======== GIVEN PASSAGE ========

I don't have the Brim card myself, but it seems pretty good (now that they have gone through their growing pains). For my purposes, the Scotia card was the one I went with, and I'm pretty happy with it.

As for your TD US$ Visa, I have that as well (I get it for no annual fee with my package), but I would not recommend using it at all, unless you have USD income or financial assets. And even then, the card doesn't earn rewards, so your opportunity cost is the value of the unearned rewards. There are plenty of reward-earning US credit cards available to Canadians that you shouldn't have to use a non-rewards earning card. I spend a substantial amount in USD, and if I wasn't collecting rewards on that spend, I would have lost thousands of dollars over the years. If you want a USD card (and have the means to buy USD cheaply to pay it off), I suggest the TD card I mentioned in my post. It is issued by TD Bank N.A., a full-fledged U.S. bank, not by TD Canada Trust. It is very easy to get as a Canadian (as long as you have an address, mailing or otherwise, in the U.S.). It gives you 3% cashback on dining spend and 2% on grocery spend. Plus it has no f/x fee, so you can use it in Canada (if you wanted) and not get charged the 2.5% fee. (The TD USD Visa card you have does charge the 2.5% fee, so if you use it in Canada, you will get dinged.)


----------



## lilsonicfan

It's a fine balance for me, I don't really spend much in USD - really, the biggest spend has been the two Disney cruises I've put on there (getting Costco rewards instead for that).  Good tips though, really appreciate it.  The USD card has been helpful (I also don't pay an annual fee on it) for cross-border shopping trips and such, but I spend far and wide more money in CAD.  I think the hassle so far of getting a US-based card and account has been what has stopped me - but food for thought, for sure.


----------



## isabellea

I have Brim and so far I like it.


----------



## efrant

lilsonicfan said:


> It's a fine balance for me, I don't really spend much in USD - really, the biggest spend has been the two Disney cruises I've put on there (getting Costco rewards instead for that).  Good tips though, really appreciate it.  The USD card has been helpful (I also don't pay an annual fee on it) for cross-border shopping trips and such, but I spend far and wide more money in CAD.  I think the hassle so far of getting a US-based card and account has been what has stopped me - but food for thought, for sure.

======== INFORMATION SUPPLIED ========

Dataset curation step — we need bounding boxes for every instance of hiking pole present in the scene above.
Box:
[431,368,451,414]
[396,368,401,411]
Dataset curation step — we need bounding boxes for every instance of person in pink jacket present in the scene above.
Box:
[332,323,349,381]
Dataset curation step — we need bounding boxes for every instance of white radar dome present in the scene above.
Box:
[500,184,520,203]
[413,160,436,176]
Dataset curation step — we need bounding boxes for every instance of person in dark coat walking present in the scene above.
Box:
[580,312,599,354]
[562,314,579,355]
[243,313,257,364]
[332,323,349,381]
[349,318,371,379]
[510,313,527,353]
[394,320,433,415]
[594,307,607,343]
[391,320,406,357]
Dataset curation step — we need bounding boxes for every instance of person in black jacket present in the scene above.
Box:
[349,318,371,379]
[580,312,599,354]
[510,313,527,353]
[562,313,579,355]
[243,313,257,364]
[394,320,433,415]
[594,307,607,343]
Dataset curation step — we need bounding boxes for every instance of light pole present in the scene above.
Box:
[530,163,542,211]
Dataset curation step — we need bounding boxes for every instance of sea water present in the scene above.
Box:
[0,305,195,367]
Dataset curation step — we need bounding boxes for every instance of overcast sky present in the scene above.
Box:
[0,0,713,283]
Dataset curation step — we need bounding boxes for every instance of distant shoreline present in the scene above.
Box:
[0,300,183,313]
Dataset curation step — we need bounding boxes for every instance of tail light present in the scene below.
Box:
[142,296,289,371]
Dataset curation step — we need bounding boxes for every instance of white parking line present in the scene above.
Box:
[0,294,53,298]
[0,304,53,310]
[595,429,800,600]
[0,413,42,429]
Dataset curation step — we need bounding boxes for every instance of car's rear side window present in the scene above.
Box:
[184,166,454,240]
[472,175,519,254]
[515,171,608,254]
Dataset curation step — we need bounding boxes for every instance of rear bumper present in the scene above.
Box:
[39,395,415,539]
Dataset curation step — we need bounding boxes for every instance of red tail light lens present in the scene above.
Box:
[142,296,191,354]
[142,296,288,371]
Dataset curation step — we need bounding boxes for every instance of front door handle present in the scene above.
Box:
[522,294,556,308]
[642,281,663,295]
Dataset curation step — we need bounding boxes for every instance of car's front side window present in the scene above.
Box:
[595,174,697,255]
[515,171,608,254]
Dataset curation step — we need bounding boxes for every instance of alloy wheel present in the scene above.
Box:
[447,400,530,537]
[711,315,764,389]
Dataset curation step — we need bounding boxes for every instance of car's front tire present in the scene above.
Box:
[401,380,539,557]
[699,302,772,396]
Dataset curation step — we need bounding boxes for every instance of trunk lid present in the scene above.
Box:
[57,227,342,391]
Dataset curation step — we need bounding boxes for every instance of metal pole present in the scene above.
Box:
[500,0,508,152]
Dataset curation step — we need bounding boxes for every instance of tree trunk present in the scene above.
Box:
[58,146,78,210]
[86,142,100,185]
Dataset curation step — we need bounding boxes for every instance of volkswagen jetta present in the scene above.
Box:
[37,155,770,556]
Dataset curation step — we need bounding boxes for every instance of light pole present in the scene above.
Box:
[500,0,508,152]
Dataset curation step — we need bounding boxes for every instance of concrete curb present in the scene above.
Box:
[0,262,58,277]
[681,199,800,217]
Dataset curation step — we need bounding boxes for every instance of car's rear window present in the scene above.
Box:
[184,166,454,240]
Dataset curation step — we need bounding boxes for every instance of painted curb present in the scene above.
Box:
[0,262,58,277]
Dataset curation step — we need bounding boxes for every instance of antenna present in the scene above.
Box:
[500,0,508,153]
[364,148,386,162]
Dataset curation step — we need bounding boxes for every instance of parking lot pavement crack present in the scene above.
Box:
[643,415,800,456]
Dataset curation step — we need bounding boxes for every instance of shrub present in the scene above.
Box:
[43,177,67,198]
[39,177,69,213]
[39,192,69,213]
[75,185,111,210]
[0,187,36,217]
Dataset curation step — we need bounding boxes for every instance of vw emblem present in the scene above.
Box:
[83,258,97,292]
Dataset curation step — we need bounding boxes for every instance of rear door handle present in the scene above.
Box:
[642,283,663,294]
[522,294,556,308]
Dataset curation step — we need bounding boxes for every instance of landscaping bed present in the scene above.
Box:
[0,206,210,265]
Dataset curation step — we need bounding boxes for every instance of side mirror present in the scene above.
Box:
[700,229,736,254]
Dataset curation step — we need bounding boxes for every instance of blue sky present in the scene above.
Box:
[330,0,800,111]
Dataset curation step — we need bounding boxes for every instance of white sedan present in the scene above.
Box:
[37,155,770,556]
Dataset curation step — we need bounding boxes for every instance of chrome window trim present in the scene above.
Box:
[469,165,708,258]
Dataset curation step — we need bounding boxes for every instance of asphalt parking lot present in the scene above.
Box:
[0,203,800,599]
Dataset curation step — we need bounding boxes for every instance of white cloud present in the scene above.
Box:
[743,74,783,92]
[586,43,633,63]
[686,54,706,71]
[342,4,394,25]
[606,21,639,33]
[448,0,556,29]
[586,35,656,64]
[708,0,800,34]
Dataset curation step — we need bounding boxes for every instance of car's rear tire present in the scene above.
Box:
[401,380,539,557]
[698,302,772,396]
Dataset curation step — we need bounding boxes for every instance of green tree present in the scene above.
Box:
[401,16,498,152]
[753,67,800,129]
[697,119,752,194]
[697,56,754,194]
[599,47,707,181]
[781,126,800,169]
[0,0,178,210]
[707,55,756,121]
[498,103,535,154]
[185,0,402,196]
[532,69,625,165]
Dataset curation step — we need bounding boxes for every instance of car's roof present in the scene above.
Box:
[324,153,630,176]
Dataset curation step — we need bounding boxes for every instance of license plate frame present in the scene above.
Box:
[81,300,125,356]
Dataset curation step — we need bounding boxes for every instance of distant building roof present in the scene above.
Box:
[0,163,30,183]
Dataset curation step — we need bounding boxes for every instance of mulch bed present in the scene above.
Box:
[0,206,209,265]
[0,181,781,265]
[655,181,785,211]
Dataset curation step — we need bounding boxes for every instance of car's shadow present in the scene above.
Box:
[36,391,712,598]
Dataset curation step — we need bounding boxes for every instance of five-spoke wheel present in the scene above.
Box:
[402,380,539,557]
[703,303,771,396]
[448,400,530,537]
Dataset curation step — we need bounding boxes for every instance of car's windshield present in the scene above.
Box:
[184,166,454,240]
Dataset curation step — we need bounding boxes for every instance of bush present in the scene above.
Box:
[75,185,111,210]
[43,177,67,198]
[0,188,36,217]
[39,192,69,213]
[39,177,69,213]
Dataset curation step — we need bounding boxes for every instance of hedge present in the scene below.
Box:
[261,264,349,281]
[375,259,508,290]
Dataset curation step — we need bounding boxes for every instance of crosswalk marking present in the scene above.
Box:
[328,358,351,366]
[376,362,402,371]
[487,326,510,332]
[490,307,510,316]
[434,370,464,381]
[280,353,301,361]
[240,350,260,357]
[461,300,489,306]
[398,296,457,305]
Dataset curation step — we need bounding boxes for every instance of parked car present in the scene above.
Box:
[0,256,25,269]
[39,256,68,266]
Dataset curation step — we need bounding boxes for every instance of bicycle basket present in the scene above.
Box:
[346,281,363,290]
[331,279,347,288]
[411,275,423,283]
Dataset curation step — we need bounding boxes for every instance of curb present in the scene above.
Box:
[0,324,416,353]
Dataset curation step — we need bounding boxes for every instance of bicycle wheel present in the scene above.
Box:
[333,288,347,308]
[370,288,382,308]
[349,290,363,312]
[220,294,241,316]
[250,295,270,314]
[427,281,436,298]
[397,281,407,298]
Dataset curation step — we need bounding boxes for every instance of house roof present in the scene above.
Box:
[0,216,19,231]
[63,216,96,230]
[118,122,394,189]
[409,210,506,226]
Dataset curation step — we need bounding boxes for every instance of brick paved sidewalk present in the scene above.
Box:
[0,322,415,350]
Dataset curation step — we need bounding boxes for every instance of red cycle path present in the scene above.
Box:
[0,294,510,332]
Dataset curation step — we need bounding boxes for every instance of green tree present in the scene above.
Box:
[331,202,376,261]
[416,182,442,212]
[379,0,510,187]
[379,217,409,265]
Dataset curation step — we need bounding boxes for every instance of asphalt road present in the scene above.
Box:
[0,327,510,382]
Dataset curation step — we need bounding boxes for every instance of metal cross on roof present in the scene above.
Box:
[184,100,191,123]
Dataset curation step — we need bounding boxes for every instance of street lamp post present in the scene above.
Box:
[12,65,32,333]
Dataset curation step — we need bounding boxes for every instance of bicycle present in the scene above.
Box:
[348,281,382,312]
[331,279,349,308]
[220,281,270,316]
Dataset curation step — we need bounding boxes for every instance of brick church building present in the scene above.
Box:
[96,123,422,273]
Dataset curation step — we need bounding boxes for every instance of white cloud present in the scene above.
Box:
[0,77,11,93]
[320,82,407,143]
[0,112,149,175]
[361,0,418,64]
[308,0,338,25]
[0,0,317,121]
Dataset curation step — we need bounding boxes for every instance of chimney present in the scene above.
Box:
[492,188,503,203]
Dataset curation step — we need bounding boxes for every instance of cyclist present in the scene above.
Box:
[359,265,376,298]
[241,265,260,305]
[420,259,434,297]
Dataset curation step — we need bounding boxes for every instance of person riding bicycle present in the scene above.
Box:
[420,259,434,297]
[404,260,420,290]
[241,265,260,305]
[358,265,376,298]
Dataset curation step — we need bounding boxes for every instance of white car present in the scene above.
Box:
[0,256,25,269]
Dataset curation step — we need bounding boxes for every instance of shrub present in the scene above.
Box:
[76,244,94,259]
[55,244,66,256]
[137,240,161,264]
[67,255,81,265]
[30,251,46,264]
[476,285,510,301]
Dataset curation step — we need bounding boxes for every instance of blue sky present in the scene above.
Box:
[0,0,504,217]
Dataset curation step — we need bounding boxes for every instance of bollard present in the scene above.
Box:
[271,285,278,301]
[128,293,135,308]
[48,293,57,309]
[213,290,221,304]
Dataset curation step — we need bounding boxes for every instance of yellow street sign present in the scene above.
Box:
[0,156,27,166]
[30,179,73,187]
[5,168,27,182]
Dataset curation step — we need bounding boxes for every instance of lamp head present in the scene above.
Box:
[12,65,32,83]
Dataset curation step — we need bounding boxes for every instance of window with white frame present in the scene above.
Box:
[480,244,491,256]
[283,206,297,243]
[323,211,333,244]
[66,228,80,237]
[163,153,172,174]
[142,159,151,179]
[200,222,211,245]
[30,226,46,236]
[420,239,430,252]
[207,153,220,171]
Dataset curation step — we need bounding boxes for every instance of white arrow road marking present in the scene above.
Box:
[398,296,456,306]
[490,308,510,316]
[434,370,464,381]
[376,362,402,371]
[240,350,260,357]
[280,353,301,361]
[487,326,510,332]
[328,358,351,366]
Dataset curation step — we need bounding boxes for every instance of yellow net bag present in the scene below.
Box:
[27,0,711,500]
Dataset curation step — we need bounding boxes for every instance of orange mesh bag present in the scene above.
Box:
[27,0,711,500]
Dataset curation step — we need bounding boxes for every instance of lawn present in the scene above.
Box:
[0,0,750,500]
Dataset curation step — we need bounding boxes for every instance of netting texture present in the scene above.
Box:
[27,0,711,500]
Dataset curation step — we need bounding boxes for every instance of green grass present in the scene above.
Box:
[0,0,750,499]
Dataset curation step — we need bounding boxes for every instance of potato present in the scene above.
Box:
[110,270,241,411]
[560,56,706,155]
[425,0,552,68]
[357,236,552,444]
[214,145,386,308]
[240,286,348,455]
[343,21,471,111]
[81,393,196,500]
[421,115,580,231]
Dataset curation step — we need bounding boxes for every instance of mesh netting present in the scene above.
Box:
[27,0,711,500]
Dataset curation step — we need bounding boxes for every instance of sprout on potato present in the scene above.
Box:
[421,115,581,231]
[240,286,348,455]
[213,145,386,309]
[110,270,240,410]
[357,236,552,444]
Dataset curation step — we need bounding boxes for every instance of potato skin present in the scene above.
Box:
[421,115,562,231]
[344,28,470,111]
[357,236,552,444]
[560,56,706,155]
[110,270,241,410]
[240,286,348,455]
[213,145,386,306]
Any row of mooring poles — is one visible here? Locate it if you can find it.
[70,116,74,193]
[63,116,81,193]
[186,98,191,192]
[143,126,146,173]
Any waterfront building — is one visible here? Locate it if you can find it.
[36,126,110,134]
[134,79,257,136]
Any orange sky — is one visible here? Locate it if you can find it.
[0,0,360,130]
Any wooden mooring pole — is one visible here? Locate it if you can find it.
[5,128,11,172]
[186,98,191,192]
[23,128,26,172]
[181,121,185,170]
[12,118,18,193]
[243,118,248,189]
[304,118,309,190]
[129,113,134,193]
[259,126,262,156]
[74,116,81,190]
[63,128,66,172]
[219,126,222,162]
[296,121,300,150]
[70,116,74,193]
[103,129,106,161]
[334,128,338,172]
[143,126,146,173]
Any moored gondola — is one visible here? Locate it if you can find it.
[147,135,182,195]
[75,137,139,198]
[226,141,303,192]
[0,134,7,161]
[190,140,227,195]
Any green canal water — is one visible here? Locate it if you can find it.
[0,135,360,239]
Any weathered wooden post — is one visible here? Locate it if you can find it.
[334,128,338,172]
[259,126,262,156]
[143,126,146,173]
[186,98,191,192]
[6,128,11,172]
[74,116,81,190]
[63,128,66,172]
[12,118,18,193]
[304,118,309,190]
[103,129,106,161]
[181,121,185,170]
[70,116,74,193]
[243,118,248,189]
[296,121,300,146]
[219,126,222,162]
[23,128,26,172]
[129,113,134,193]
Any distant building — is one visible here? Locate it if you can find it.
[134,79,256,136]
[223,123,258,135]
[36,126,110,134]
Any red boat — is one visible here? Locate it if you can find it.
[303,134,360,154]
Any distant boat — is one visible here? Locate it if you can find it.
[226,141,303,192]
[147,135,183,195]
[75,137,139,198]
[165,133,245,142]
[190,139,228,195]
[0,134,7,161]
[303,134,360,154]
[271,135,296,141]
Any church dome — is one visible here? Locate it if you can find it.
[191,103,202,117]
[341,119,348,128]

========

GOAL 1
Can you extract the passage of the credit card forum thread between "## lilsonicfan" and "far I like it.", inclusive?
GOAL 2
Could you rewrite the listing from its first line through the line holding "[396,368,401,411]", inclusive, with "hiking pole" changed to "trekking pole" and everything else kept the same?

WRITTEN ANSWER 1
## lilsonicfan

It's a fine balance for me, I don't really spend much in USD - really, the biggest spend has been the two Disney cruises I've put on there (getting Costco rewards instead for that).  Good tips though, really appreciate it.  The USD card has been helpful (I also don't pay an annual fee on it) for cross-border shopping trips and such, but I spend far and wide more money in CAD.  I think the hassle so far of getting a US-based card and account has been what has stopped me - but food for thought, for sure.


----------



## isabellea

I have Brim and so far I like it.

WRITTEN ANSWER 2
Dataset curation step — we need bounding boxes for every instance of trekking pole present in the scene above.
Box:
[431,368,451,414]
[396,368,401,411]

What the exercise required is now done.